Tantangan 1 - Tulis ulang kata demi kata bagian teks tentang pemekaran Kepton di bawah, mulai dari "Pemekaran juga akan" sampai dengan "surga dibawah laut.".
### Kutipan Teks ###
Kehadiran negara (pemerintahan yang lebih efektif) di jazirah Kepton sebagai konskuensi dari pemekaran akan melahirkan peluang bagi pemerintah nasional untuk lebih memberikan perhatian secara riil kepada masyarakat dalam bentuk-bentuk pelayanan publik. Sentuhan pelayanan pemerintahan seperti ini akan berdampak pada pengurangan masyarakat Kepton merantau sampai keluar negeri bahkan secara ilegal. Tidak sedikit masyarakat Kepton di luar negeri (Malaysia, Singapore dan Australia) sebagai pendatang haram dan harus dikembalikan secara paksa ke tanah air. Hal ini tentu saja menimbulkan image yang kurang baik bagi Pembangunan Politik Nasional.
3. Pembangunan Ekonomi Nasional.
Pemekaran juga akan membawa implikasi signifikan bagi pembangunan ekonomi nasional dalam artian membawa peluang bagi pendayagunaan potensi ekonomi daerah untuk meningkatkan kesejahteraan masyarakat. Kebijakan pemekaran provinsi Kepton dengan demikian dapat dimaknai sebagai kebijakan strategis yang mampu mendorong peningkatan kemampuan daerah dalam pengelolaan dan pemanfaatan potensi yang ada guna mendukung penyelenggaraan otonomi daerah.
Kabupaten Buton, Buton Tengah, Buton Selatan, Buton Utara dan Kota Baubau misalnya memiliki potensi tambang yang bernilai tinggi. Potensi besar lainnya adalah sektor parawisata, khususnya Wakatobi yang dikenal dengan surga dibawah laut.
### Baris Tersimpan ###
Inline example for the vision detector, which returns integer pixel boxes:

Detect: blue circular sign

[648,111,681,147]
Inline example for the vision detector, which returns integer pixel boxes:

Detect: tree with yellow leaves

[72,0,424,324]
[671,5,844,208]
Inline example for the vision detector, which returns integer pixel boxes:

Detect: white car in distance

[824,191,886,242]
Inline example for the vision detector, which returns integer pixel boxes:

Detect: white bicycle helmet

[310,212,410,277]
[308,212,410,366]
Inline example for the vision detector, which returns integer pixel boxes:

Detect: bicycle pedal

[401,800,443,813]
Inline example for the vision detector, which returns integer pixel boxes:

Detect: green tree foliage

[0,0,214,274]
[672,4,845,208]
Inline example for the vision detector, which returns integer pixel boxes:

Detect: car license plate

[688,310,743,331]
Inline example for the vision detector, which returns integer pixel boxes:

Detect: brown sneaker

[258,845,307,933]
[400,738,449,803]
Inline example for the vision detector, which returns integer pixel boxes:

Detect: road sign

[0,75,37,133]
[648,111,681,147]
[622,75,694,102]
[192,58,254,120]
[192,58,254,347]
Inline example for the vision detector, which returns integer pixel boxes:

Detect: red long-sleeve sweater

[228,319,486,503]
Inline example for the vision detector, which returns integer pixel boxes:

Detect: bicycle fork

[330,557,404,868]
###
Tantangan 2 - Kutip persis baris-baris daftar di atas, mulai dari baris pertama daftar sampai dengan baris yang memuat "[688,310,743,331]".

Jawaban Benar 1 -
Pemekaran juga akan membawa implikasi signifikan bagi pembangunan ekonomi nasional dalam artian membawa peluang bagi pendayagunaan potensi ekonomi daerah untuk meningkatkan kesejahteraan masyarakat. Kebijakan pemekaran provinsi Kepton dengan demikian dapat dimaknai sebagai kebijakan strategis yang mampu mendorong peningkatan kemampuan daerah dalam pengelolaan dan pemanfaatan potensi yang ada guna mendukung penyelenggaraan otonomi daerah.
Kabupaten Buton, Buton Tengah, Buton Selatan, Buton Utara dan Kota Baubau misalnya memiliki potensi tambang yang bernilai tinggi. Potensi besar lainnya adalah sektor parawisata, khususnya Wakatobi yang dikenal dengan surga dibawah laut.

Jawaban Benar 2 -
Inline example for the vision detector, which returns integer pixel boxes:

Detect: blue circular sign

[648,111,681,147]
Inline example for the vision detector, which returns integer pixel boxes:

Detect: tree with yellow leaves

[72,0,424,324]
[671,5,844,208]
Inline example for the vision detector, which returns integer pixel boxes:

Detect: white car in distance

[824,191,886,242]
Inline example for the vision detector, which returns integer pixel boxes:

Detect: white bicycle helmet

[310,212,410,277]
[308,212,410,366]
Inline example for the vision detector, which returns integer pixel boxes:

Detect: bicycle pedal

[401,800,443,813]
Inline example for the vision detector, which returns integer pixel boxes:

Detect: green tree foliage

[0,0,214,274]
[672,4,845,208]
Inline example for the vision detector, which returns integer pixel boxes:

Detect: car license plate

[688,310,743,331]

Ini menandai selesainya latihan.